What you are asked to do =
Please pull every line of the listing below into your answer unchanged, leaving out the pictures.

-- START Data to use --

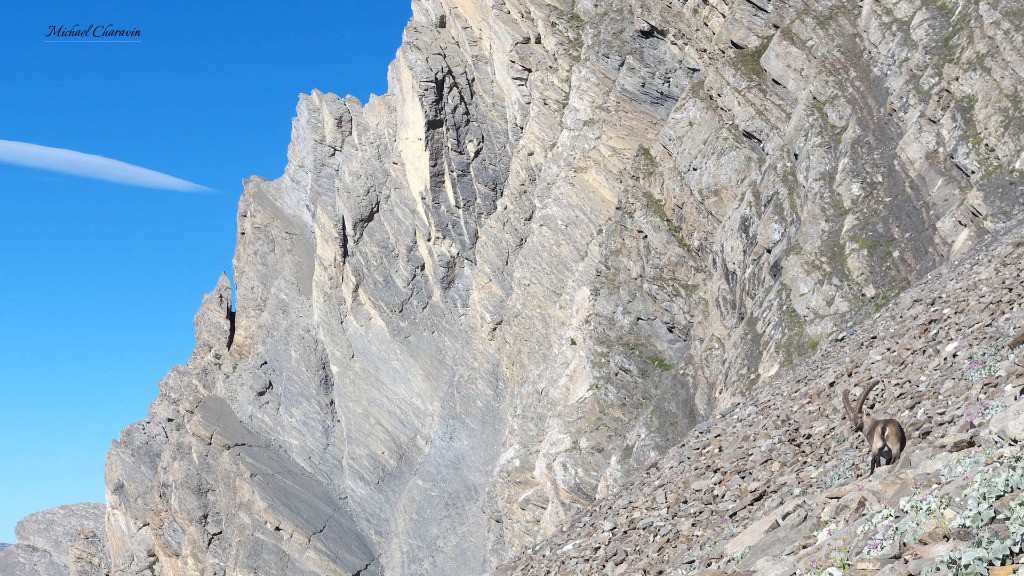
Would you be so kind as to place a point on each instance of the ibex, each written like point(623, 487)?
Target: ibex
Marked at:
point(885, 438)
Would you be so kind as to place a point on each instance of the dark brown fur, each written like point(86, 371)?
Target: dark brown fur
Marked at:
point(886, 438)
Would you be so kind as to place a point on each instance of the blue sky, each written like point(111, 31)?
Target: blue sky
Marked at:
point(100, 281)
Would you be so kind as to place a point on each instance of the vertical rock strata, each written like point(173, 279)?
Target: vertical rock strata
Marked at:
point(567, 232)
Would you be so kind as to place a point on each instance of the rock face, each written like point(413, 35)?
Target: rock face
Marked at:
point(778, 483)
point(49, 543)
point(568, 233)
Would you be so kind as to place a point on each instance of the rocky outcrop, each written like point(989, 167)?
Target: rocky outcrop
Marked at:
point(568, 233)
point(778, 482)
point(49, 543)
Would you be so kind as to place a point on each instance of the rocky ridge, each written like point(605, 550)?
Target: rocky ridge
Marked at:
point(569, 232)
point(68, 540)
point(777, 483)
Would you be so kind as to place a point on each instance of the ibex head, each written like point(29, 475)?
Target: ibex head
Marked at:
point(856, 415)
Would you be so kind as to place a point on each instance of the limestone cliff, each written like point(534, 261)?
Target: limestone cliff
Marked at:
point(568, 233)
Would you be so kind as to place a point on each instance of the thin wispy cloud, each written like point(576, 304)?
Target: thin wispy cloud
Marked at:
point(90, 166)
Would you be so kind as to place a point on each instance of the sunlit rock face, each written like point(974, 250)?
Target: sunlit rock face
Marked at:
point(567, 232)
point(62, 541)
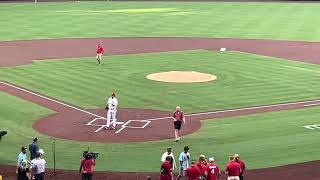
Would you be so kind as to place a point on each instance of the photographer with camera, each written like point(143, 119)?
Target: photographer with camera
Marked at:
point(87, 164)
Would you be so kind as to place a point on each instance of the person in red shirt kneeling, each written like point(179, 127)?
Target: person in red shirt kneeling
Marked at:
point(166, 169)
point(87, 165)
point(193, 172)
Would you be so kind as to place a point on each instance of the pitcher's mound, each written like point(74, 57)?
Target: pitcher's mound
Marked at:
point(182, 77)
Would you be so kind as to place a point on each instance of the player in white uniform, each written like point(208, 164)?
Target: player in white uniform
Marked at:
point(111, 107)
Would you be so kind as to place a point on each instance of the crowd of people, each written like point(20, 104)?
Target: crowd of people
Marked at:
point(202, 169)
point(33, 169)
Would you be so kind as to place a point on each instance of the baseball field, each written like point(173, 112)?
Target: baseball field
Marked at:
point(263, 104)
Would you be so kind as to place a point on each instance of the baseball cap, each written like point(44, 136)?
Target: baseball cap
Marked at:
point(41, 151)
point(211, 159)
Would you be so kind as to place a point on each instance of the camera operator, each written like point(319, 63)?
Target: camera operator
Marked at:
point(2, 133)
point(87, 164)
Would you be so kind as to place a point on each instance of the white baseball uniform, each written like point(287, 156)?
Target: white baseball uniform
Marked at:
point(112, 111)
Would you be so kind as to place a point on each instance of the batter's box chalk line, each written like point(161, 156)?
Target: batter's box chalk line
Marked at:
point(93, 122)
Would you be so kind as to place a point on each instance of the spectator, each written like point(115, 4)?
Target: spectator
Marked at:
point(38, 166)
point(2, 133)
point(166, 169)
point(87, 165)
point(23, 171)
point(201, 164)
point(184, 162)
point(212, 171)
point(193, 172)
point(232, 169)
point(21, 158)
point(33, 148)
point(242, 165)
point(169, 153)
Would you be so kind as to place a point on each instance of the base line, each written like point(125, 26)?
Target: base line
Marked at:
point(123, 126)
point(47, 98)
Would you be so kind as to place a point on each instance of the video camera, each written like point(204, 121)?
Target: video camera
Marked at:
point(90, 155)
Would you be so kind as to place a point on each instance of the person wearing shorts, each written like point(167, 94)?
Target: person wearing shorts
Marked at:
point(178, 117)
point(100, 51)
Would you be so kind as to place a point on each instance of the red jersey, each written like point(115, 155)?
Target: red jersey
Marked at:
point(193, 173)
point(87, 165)
point(178, 115)
point(166, 170)
point(201, 166)
point(233, 169)
point(213, 171)
point(100, 49)
point(242, 165)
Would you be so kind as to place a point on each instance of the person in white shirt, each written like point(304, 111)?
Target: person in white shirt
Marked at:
point(111, 107)
point(38, 166)
point(169, 153)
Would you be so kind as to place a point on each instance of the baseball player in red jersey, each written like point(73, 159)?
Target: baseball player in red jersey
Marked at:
point(178, 117)
point(100, 51)
point(166, 170)
point(233, 170)
point(242, 165)
point(212, 171)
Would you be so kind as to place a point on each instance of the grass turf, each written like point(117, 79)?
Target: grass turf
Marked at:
point(273, 135)
point(243, 80)
point(293, 21)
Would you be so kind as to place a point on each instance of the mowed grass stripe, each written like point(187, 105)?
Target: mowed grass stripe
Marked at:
point(205, 19)
point(243, 80)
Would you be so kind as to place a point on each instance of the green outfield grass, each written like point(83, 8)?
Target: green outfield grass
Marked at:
point(243, 80)
point(263, 140)
point(293, 21)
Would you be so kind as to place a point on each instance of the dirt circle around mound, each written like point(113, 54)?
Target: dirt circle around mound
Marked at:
point(181, 77)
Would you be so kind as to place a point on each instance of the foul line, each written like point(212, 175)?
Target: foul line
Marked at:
point(47, 98)
point(246, 108)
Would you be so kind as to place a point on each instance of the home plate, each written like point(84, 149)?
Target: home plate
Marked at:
point(223, 49)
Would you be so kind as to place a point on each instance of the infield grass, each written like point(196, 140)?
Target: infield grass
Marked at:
point(274, 135)
point(242, 80)
point(292, 21)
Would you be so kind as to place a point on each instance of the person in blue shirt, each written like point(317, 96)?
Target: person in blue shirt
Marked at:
point(22, 157)
point(33, 148)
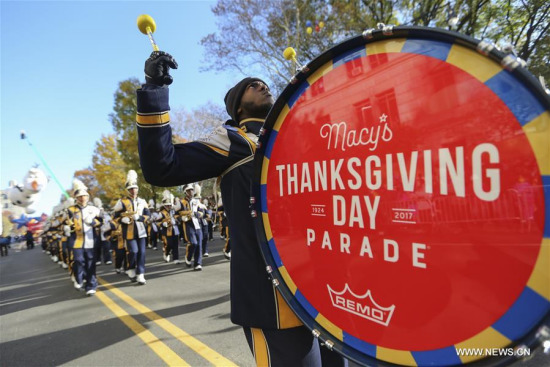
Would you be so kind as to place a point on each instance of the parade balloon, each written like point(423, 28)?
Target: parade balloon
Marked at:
point(28, 192)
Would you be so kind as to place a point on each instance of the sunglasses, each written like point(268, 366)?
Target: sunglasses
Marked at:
point(257, 84)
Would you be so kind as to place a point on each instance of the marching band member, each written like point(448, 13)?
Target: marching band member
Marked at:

-- END Data to use --

Solution to this task =
Would you be so kind as to place a point on each instance of the ibex, each written like point(623, 487)?
Target: ibex
Marked at:
point(885, 438)
Would you be so kind as to place a point on each instance of the dark brown fur, each written like point(86, 371)?
Target: dark brown fur
Marked at:
point(886, 438)
Would you be so kind as to place a point on each instance of the blue sky, each written like point(111, 31)?
Target: blue sky
Marked at:
point(100, 281)
Would you be so kind as to place a point on each instance of the vertical rock strata, each written like point(173, 279)?
Target: vertical rock strata
Marked at:
point(567, 232)
Would you be so kind as to place a point on each instance of the rock face, each written like point(413, 35)?
Target: rock face
Marked at:
point(778, 483)
point(49, 543)
point(568, 233)
Would you be so kind as to place a point on each instance of the rocky outcrop, each written like point(989, 167)?
Target: rocky outcrop
Marked at:
point(568, 233)
point(778, 482)
point(49, 543)
Would you be so kind as to place a point on each instance of the rocky ridge, each written like point(605, 550)?
Target: rocky ridge
Marked at:
point(569, 232)
point(68, 540)
point(777, 483)
Would you be so kind as to place a point on each instance of the ibex head, each written like point(29, 475)?
Target: ibex head
Marked at:
point(856, 415)
Would you be so kind as to place a point on each instance of the limestone cliff, each written like point(534, 261)?
Target: limestone cliff
Marked at:
point(568, 233)
Would you be so kind as to place a point on each instance of the thin wispy cloud, each written like point(576, 304)?
Target: thin wispy cloud
Marked at:
point(90, 166)
Would you be so kind as to place a point on each instance of the sunlit rock face, each written like point(974, 250)?
Target: sunlit rock face
Marked at:
point(567, 232)
point(62, 541)
Would you be so kind as to place a point on each instance of the photographer with camera, each written like point(143, 119)?
Target: photographer with camera
Marked at:
point(87, 164)
Would you be so kind as to place a point on each instance of the person in red shirt kneeling, each written like point(179, 127)?
Target: person in red shirt kneeling
Marked at:
point(166, 169)
point(87, 165)
point(193, 172)
Would you be so kind as to place a point on each instance of the pitcher's mound, each written like point(74, 57)?
Target: pitcher's mound
Marked at:
point(182, 77)
Would you be so kind as to place a point on each instance of the player in white uniform, each written like point(208, 164)?
Target: player in white uniform
Marked at:
point(111, 107)
Would you be so kind as to place a point on each instance of the crowd of people, each written like point(20, 104)?
Target: crowd of people
Marked at:
point(202, 169)
point(33, 169)
Would you be so kind as to place a point on each instance of the baseball field, each written like point(173, 112)?
Target: baseball field
Marked at:
point(263, 104)
Would you be so kind as to place a point on each instance of the baseball cap, each written like point(44, 136)?
Target: baseball cap
Marked at:
point(41, 151)
point(211, 159)
Would you be so kind as to place a point on each instance of the camera operator, each written like point(319, 63)?
Target: camera operator
Marked at:
point(2, 133)
point(87, 164)
Would you be so kind as to place a point on each instance of the white baseball uniform, each written like point(287, 156)?
Target: white baseball uniform
Marked at:
point(112, 111)
Would you be so kind as to place a point on each instance of the batter's box chalk line, each written like point(161, 156)?
Target: batter's box chalk line
Marked at:
point(93, 122)
Would you be so kind as to place a point on each instance of the spectator, each written like point(115, 4)?
Target: spectator
Marked at:
point(38, 166)
point(2, 133)
point(166, 169)
point(87, 165)
point(23, 171)
point(201, 164)
point(184, 162)
point(212, 171)
point(193, 172)
point(232, 169)
point(21, 158)
point(33, 148)
point(242, 165)
point(169, 153)
Would you be so kind as to place a point on each instance of the base line, each written like point(125, 26)?
Target: base line
Marked at:
point(123, 126)
point(47, 98)
Would you be so kind as to place a point on each instance of the video camera, each written like point(204, 121)?
Target: video camera
Marked at:
point(90, 155)
Would you be so kind as to place a point on each instance of the person wearing shorts, each written like point(167, 94)?
Target: person wearing shorts
Marked at:
point(178, 117)
point(100, 51)
Would you be so kind as to place a point on each instance of the red jersey, each written like point(115, 155)?
Target: red jersey
Marked at:
point(193, 173)
point(87, 165)
point(178, 115)
point(166, 170)
point(201, 166)
point(233, 169)
point(213, 171)
point(100, 49)
point(242, 165)
Would you be so kind as to place a point on each instance of the person in white shirt, each written like point(304, 111)?
Target: person in white shirt
Marked at:
point(111, 107)
point(38, 166)
point(169, 153)
Would you be so kind as to place a point on each instance of the baseball player in red jersey, each written like point(73, 159)?
Target: baseball player in red jersey
Marked at:
point(178, 117)
point(100, 51)
point(166, 170)
point(233, 170)
point(242, 165)
point(212, 171)
Would you be so kind as to place a point on each instance of the grass turf, each written like point(117, 79)?
Target: grass turf
Marked at:
point(273, 135)
point(243, 80)
point(293, 21)
Would you be so kind as to place a point on each instance of the mowed grass stripe, each written like point(187, 105)?
Target: mowed grass stripe
Marked at:
point(205, 19)
point(243, 80)
Would you be so kind as to place a point on each instance of the green outfield grass, each written like point(83, 8)?
Target: green outfield grass
Marked at:
point(243, 80)
point(263, 140)
point(293, 21)
Would you be so kind as to place a point on each instance of the dirt circle around mound, each written like point(113, 54)?
Target: dirt circle around mound
Marked at:
point(181, 77)
Would you be so kind as to place a point on each instance of the foul line, each written like point(212, 175)?
Target: foul line
Marked at:
point(47, 98)
point(246, 108)
Would you be so kind as to place a point on each instance of the home plate, each written like point(84, 149)?
Target: home plate
Marked at:
point(223, 49)
Would you be so kind as to place a point on each instance of the infield grass, each written like point(196, 140)?
Target: infield grass
Marked at:
point(274, 135)
point(242, 80)
point(292, 21)
Would you be so kind as to place a point on each instance of the person in blue shirt, each written like point(317, 96)?
Target: person in blue shirt
Marked at:
point(22, 157)
point(33, 148)
Would you be so kind as to place a point on each instance of the parade balloon, each written like point(423, 28)?
Target: parade balloon
Marked at:
point(28, 192)
Would you be so kind as to place a point on each instance of the sunglasses, each written like point(268, 366)?
Target: sunglasses
Marked at:
point(257, 84)
Would you be so kind as to place a point on each instance of the marching band member, each written like point(448, 13)?
Target: marching band member
Marked at:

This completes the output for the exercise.